━━━ Given data

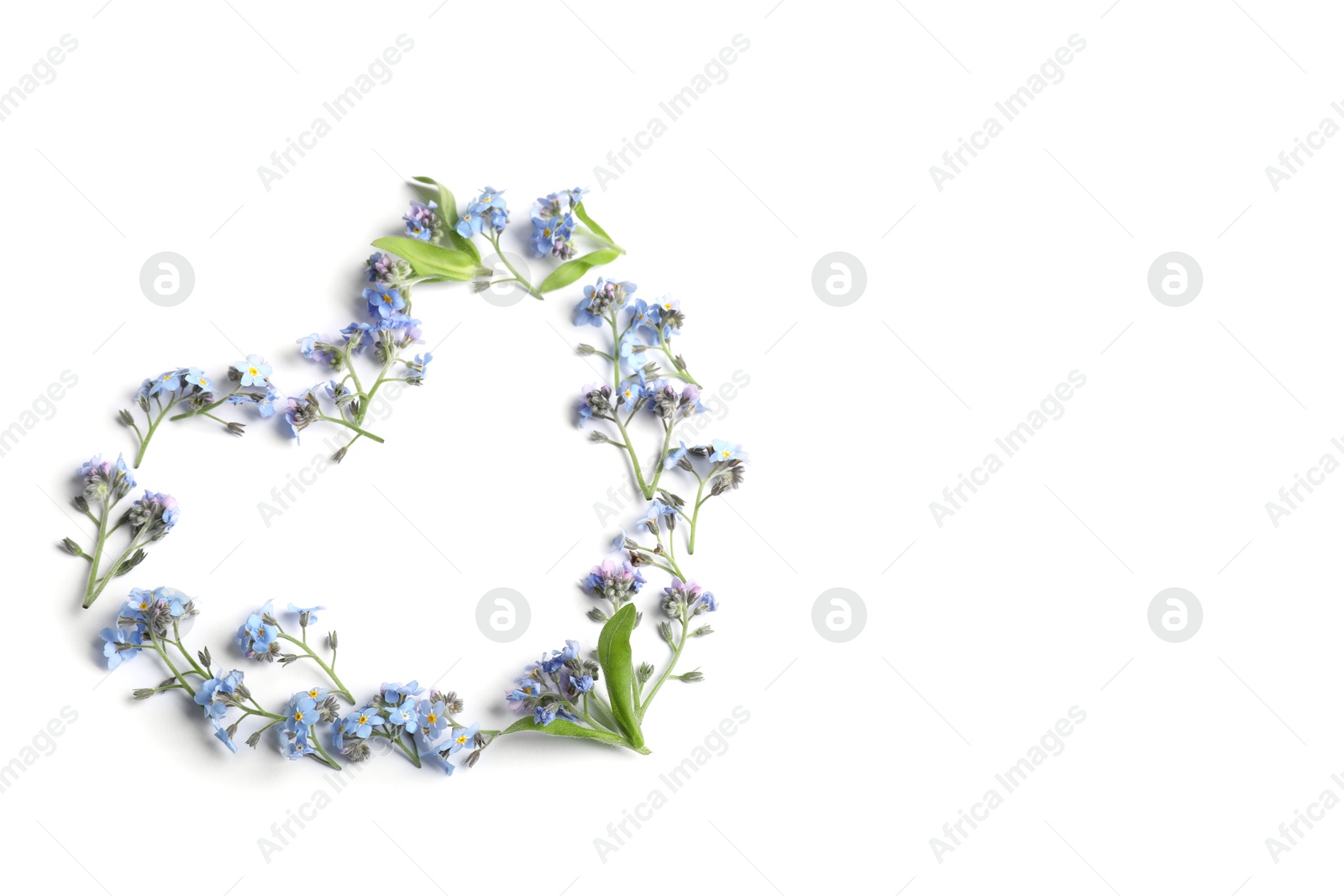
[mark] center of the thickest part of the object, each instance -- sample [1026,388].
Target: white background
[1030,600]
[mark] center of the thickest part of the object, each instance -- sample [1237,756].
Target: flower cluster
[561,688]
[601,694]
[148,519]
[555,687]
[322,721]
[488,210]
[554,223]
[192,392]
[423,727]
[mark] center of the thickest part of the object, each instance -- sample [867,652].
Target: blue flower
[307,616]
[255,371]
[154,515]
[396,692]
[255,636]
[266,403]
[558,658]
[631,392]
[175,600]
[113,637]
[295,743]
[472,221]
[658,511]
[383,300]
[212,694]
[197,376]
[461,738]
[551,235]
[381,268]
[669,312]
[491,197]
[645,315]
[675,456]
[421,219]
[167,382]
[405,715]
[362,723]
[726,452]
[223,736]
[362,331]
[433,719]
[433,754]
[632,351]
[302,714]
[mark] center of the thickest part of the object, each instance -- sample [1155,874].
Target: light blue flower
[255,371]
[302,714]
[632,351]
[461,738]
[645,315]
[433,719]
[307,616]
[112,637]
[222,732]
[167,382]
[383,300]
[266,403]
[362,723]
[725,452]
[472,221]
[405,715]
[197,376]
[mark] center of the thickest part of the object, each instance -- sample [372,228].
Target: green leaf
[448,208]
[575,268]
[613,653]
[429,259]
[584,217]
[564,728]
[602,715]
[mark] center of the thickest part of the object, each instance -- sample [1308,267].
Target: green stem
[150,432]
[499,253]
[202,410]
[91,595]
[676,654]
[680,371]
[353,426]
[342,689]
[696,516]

━━━━━━

All entries need to be duplicated exactly, apart from the images.

Result for this exercise:
[mark] center of the thickest part of the object, each instance -- sample [1026,388].
Target: white background
[1030,600]
[mark] center of the thickest part of the object, each instance -- sample [1237,756].
Target: flower cluster
[561,688]
[601,694]
[148,519]
[555,687]
[322,721]
[488,210]
[554,223]
[192,392]
[423,727]
[mark] center of the thickest part of the object, each instance -- sample [867,652].
Target: blue flower
[307,616]
[255,371]
[154,515]
[396,692]
[255,636]
[266,403]
[558,658]
[631,392]
[175,600]
[113,637]
[295,743]
[472,221]
[658,511]
[383,300]
[212,694]
[197,376]
[461,738]
[551,235]
[381,268]
[669,312]
[491,197]
[645,315]
[675,456]
[421,219]
[167,382]
[405,715]
[362,723]
[726,452]
[223,736]
[362,331]
[433,719]
[433,754]
[632,351]
[302,714]
[mark] center of the thickest part of the object, each instance -- sample [1155,874].
Target: light blue flower
[255,371]
[302,714]
[632,351]
[461,738]
[645,315]
[433,719]
[307,616]
[112,637]
[222,732]
[167,382]
[383,300]
[266,403]
[362,723]
[725,452]
[472,221]
[405,715]
[197,376]
[mark] center of the thickest part of the object, each instance -- sample [372,228].
Target: green leaf
[448,208]
[575,268]
[613,653]
[429,259]
[584,217]
[564,728]
[602,715]
[mark] center of the thickest part of the object, each instance -- sample [1308,267].
Target: green stem
[150,432]
[499,253]
[202,410]
[91,595]
[676,654]
[680,371]
[353,426]
[342,689]
[696,516]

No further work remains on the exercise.